+++ DATASET RECORDS

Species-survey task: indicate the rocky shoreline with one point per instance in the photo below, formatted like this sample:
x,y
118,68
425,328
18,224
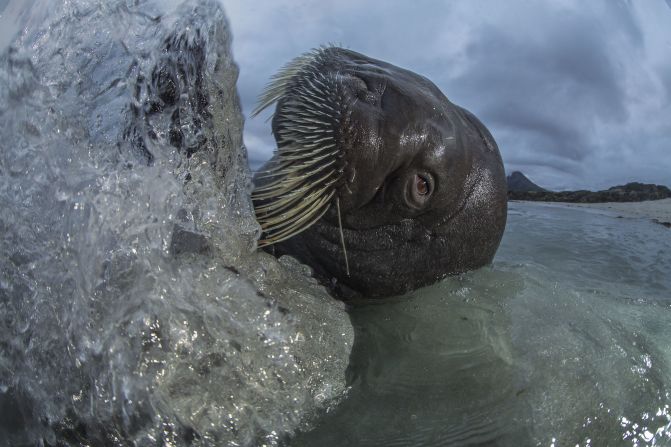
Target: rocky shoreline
x,y
631,192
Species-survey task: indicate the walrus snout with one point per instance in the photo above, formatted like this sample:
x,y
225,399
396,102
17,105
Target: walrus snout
x,y
379,182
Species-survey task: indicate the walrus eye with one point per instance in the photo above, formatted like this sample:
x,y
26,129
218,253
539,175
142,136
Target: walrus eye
x,y
419,189
421,185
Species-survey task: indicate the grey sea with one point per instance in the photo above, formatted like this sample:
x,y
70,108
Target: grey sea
x,y
564,340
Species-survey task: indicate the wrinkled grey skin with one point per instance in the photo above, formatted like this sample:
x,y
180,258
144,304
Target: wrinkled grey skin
x,y
402,125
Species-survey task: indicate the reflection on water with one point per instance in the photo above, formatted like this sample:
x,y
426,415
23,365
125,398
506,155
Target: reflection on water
x,y
563,341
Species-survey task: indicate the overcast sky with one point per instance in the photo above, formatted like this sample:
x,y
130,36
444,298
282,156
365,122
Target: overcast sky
x,y
577,94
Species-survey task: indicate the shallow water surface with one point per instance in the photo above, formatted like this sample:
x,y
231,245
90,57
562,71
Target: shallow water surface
x,y
564,340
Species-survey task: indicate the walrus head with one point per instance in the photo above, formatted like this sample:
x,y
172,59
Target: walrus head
x,y
379,182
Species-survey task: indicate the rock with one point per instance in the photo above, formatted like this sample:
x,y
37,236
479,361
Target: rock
x,y
631,192
134,307
519,182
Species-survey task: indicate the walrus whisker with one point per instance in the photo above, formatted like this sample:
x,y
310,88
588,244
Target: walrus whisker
x,y
301,181
297,192
342,236
299,225
275,216
288,182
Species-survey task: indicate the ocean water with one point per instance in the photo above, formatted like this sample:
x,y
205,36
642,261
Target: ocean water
x,y
565,340
134,309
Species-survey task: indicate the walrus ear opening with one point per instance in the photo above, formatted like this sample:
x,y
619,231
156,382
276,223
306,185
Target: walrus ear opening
x,y
418,189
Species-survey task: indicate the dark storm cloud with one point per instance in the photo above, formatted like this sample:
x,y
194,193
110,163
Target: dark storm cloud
x,y
577,94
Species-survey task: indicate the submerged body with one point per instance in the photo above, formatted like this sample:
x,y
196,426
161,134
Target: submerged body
x,y
379,183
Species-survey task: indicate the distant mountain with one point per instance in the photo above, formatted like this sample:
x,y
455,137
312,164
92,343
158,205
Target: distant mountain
x,y
631,192
519,182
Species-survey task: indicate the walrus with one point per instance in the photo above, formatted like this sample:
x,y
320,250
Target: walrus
x,y
379,182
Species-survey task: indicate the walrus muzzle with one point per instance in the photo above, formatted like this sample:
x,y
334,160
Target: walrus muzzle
x,y
379,182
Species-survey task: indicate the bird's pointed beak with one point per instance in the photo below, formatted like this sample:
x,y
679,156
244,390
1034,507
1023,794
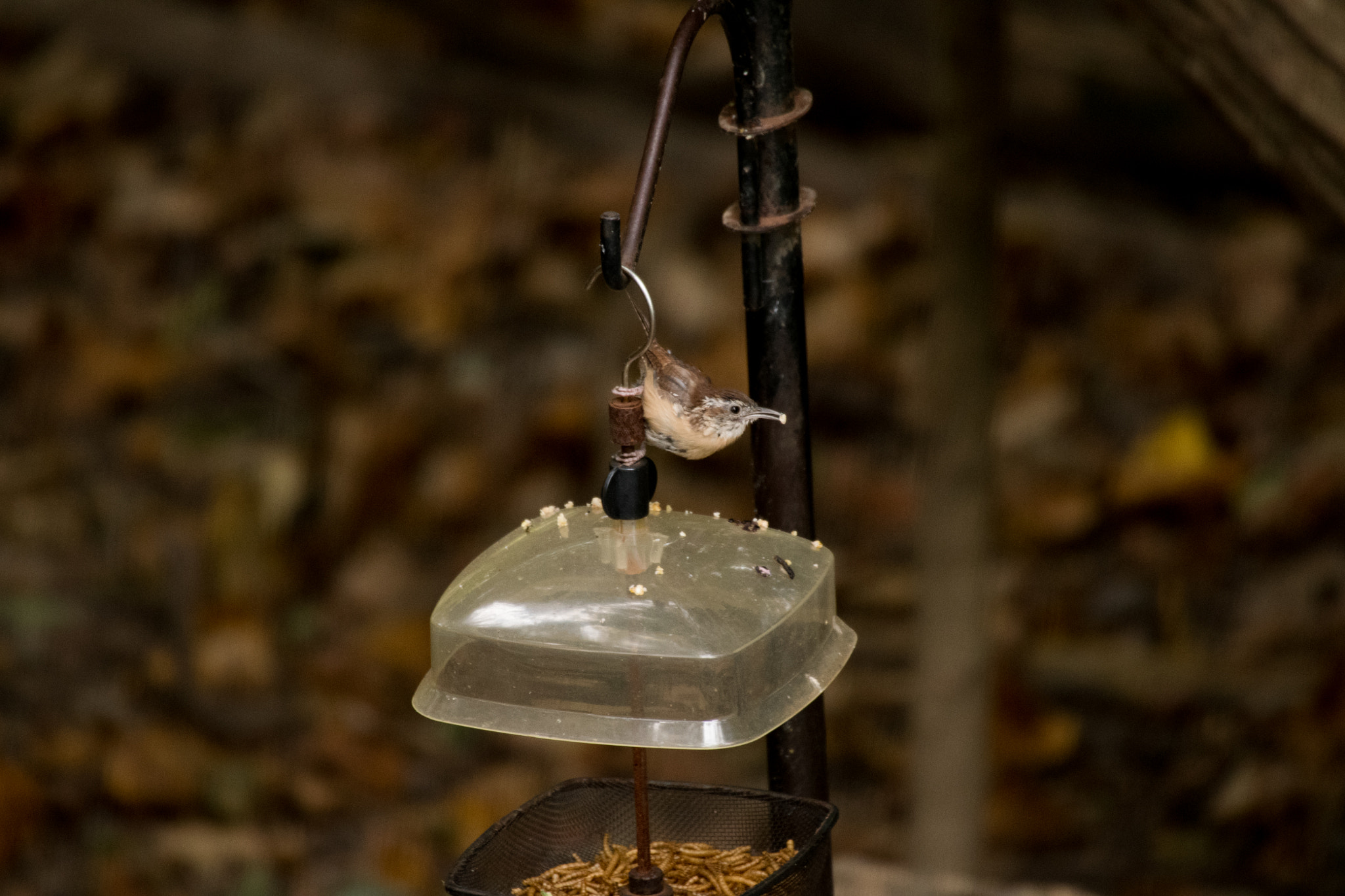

++++++

TASK ITEM
Output nothing but an exact retyping of the material, pictures excluded.

RESULT OF THE TASK
Species-survey task: indicate the rocky shoreline with one point per instance in the photo below, formatted like this sample:
x,y
118,68
425,328
18,224
Target: rocky shoreline
x,y
631,192
Species-survey task: indicate the walrus snout with one point per instance in the photo above, formatted like this sample:
x,y
225,399
396,102
17,105
Target: walrus snout
x,y
379,182
Species-survey task: indicate the walrus eye with one point per instance in the photo above, formatted like this sample:
x,y
26,129
218,253
539,175
142,136
Target: walrus eye
x,y
419,189
421,185
Species-survey task: indicate the grey sea with one point per instance in the photo above, formatted like this sample:
x,y
70,108
Target: grey sea
x,y
564,340
Species-survey task: indicate the wrinkled grey skin with one point per instance in the photo above, formatted like this sample:
x,y
180,258
144,304
Target: wrinkled grey skin
x,y
402,125
Species-survey task: indicate the reflection on water with one point per instance in the photo above, formatted like this sample:
x,y
426,415
23,365
125,398
506,155
Target: reflection on water
x,y
563,341
Species-survey task: indicate the overcast sky with one point per instance in the photo above, formatted like this sample:
x,y
130,36
444,298
282,156
365,122
Target: overcast sky
x,y
577,94
Species-survey task: indicate the shallow water surface with one point per instance in the photo above, formatted like this sample:
x,y
231,245
90,57
562,71
Target: shallow water surface
x,y
564,340
Species-survey task: indicate the walrus head with one point per instance in the photo above, formatted like this sample:
x,y
172,59
Target: walrus head
x,y
379,182
Species-survey task: indicate the rock with one point per instance in the photo above, formatted like this sample:
x,y
37,236
479,361
Target: rock
x,y
631,192
134,307
519,182
Species-survey task: indicate the walrus whisker with one point per instance in the photo above, formatted like this sample:
x,y
310,88
588,244
Target: walrus whisker
x,y
301,181
297,192
342,236
299,225
275,216
288,182
Species-survey task: indicate the ocean water with one point per instance in the photo above, formatted like this sample:
x,y
205,36
642,261
Target: ocean water
x,y
565,340
134,309
Species-survey task: indicate the walrus ear opening with one point per instance in the photo above, formatted like this sample:
x,y
619,231
156,382
276,223
306,185
Target: walrus ear opening
x,y
418,189
Species-survey task: indicate the dark storm cloud with one point per instance in the photo above, formatted like this sample:
x,y
194,193
110,163
Target: dark storm cloud
x,y
577,94
Species-survey task: indicate the submerged body with one point per instance in the photo above, formatted like this sample:
x,y
196,426
161,134
Target: submerged body
x,y
379,183
Species-survey task: indicate the distant mountain with one point per instance in the photo above, formatted like this sample:
x,y
455,137
312,164
92,343
158,205
Target: distant mountain
x,y
631,192
519,182
Species-survey task: indicate the walrus with one point per instance in the photo above, formatted like this sample:
x,y
320,250
Target: walrus
x,y
379,182
Species-survey task: indicate the walrus muzzle with one point per instance in the photo above, formatted like this sample:
x,y
334,160
Target: walrus muzzle
x,y
379,182
Species-survey task: indicate the bird's pointed beak with one point per instance in the photo below, formatted like this sample:
x,y
679,156
244,390
1034,507
1023,794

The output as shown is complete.